* _TASKS_
[A] List every phrase that appears inside parentheses in the match report text.
[B] Copy the match report text from "The game? Well, it" up to and including "on the DVD.".

* _TEXT EXCERPT_
I don't know what it was about Corinthians 0 Sao Paulo 3 but there was a distinctive CCLness about the game. An eerily quiet atmosphere (are we saving our vocal chords for Saturday?), a bit of a run through the motions at times, a comprehensive victory and a willing opposition to boot as well. And their kit was bloody horrible.

The game? Well, it was the sublime Robert Ursell who opened proceedings. Basically, he had a shot on the edge of the area which bounced off a defender. Ball came to him again, and whether he volleyed I don't know but he lined up a shot and sent it crashing into the net. 1-0 and from then you just knew that victory was ours (told you there was CCLness about the game). Soon after that, we put the game beyond any sort of reach by making it 2-0. Much maligned Richard Butler again tested the water (so to speak) from outside the box, and what do you know? Bet it looked good on the DVD.

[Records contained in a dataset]

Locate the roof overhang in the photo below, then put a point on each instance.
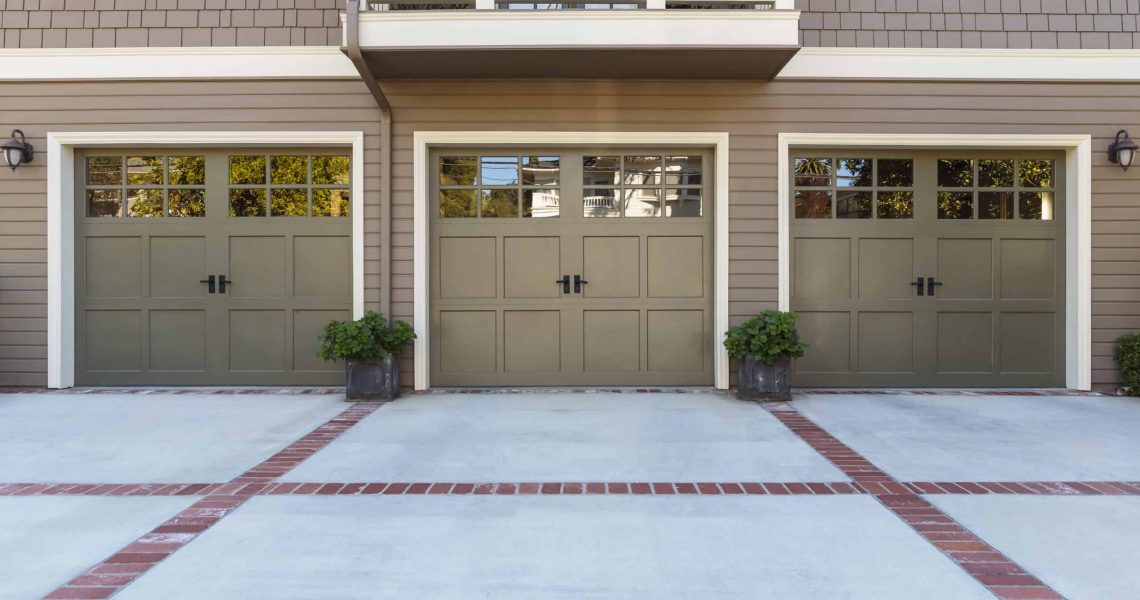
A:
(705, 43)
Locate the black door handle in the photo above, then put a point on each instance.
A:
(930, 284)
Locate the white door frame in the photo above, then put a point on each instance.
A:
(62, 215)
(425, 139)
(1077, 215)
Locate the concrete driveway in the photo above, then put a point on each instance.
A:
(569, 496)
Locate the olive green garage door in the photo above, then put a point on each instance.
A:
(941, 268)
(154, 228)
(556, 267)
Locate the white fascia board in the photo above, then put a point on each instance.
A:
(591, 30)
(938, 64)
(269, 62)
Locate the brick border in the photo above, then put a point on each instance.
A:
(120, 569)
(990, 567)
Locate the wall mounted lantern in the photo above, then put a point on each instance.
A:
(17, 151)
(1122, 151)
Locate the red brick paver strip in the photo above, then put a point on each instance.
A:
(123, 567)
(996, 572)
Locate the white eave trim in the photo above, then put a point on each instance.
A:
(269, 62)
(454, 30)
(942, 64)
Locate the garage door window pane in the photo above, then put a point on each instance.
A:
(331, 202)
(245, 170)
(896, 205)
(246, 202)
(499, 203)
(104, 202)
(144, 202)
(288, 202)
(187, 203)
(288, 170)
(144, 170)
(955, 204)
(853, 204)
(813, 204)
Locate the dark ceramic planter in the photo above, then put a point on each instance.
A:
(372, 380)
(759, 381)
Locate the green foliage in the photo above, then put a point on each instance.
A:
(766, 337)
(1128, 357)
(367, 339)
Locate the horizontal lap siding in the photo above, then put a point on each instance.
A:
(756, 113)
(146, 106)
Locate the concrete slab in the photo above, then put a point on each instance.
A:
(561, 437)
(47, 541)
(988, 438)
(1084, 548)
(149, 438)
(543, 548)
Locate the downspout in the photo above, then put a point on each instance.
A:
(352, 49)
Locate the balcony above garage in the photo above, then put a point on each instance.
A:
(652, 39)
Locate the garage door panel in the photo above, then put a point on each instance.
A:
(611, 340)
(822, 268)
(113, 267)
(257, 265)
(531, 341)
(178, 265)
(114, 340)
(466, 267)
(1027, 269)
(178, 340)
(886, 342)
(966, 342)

...

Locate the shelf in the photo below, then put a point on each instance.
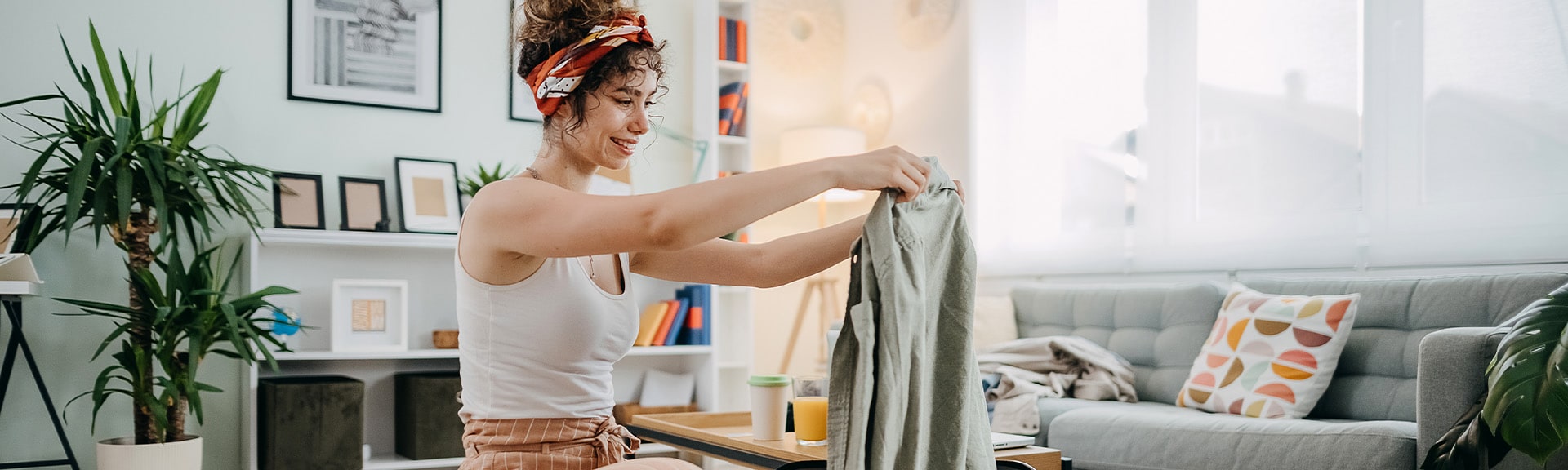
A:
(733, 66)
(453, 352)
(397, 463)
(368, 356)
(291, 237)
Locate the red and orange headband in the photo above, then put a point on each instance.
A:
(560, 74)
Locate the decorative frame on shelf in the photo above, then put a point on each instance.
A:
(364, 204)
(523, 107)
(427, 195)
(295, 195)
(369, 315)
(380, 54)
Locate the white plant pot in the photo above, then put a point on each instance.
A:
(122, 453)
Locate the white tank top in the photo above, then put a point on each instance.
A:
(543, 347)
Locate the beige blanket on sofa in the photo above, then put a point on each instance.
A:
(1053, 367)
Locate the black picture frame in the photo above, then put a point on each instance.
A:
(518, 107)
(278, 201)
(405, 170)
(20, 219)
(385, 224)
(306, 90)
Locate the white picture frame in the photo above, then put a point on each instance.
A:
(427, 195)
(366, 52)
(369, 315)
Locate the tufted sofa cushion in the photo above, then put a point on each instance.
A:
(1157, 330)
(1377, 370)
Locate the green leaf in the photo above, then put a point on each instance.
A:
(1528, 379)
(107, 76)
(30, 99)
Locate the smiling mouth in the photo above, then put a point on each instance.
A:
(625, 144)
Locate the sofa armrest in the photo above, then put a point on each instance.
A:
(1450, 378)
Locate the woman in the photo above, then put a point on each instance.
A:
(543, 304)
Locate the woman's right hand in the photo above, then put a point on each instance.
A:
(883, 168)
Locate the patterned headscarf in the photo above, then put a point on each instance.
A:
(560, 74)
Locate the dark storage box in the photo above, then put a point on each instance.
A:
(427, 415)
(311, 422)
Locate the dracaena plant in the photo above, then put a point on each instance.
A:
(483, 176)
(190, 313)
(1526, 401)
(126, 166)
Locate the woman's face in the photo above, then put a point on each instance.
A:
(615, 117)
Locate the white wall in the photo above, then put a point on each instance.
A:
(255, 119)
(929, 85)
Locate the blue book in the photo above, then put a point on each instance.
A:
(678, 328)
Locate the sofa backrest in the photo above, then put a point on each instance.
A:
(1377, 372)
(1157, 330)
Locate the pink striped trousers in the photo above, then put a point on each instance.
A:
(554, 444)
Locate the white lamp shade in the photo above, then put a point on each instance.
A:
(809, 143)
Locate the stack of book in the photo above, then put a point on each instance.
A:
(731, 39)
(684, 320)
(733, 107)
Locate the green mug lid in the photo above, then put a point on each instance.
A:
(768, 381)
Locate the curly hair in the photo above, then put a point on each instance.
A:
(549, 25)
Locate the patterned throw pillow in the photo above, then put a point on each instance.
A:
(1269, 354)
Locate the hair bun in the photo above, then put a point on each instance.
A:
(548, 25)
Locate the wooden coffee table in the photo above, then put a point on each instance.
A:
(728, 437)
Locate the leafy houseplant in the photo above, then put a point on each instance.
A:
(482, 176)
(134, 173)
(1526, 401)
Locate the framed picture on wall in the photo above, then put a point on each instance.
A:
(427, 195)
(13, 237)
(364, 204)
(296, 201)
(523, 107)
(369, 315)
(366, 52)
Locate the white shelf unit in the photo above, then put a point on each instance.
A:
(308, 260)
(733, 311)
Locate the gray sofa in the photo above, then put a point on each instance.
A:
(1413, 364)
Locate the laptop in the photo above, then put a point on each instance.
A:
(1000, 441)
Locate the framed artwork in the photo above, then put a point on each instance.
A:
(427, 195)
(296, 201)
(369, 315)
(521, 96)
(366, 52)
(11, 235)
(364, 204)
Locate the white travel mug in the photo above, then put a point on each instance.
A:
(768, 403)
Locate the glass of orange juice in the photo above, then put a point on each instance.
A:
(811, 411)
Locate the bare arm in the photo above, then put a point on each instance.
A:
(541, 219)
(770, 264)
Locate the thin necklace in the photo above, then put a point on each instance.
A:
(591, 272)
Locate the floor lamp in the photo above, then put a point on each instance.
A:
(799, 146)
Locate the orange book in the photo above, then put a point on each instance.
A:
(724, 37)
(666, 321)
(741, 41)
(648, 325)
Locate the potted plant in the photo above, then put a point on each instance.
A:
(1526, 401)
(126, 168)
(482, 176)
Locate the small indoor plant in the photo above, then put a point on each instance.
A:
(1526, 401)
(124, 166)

* _RESPONSES IN ORDER_
[A]
are we saving our vocal chords for Saturday?
told you there was CCLness about the game
so to speak

[B]
The game? Well, it was the sublime Robert Ursell who opened proceedings. Basically, he had a shot on the edge of the area which bounced off a defender. Ball came to him again, and whether he volleyed I don't know but he lined up a shot and sent it crashing into the net. 1-0 and from then you just knew that victory was ours (told you there was CCLness about the game). Soon after that, we put the game beyond any sort of reach by making it 2-0. Much maligned Richard Butler again tested the water (so to speak) from outside the box, and what do you know? Bet it looked good on the DVD.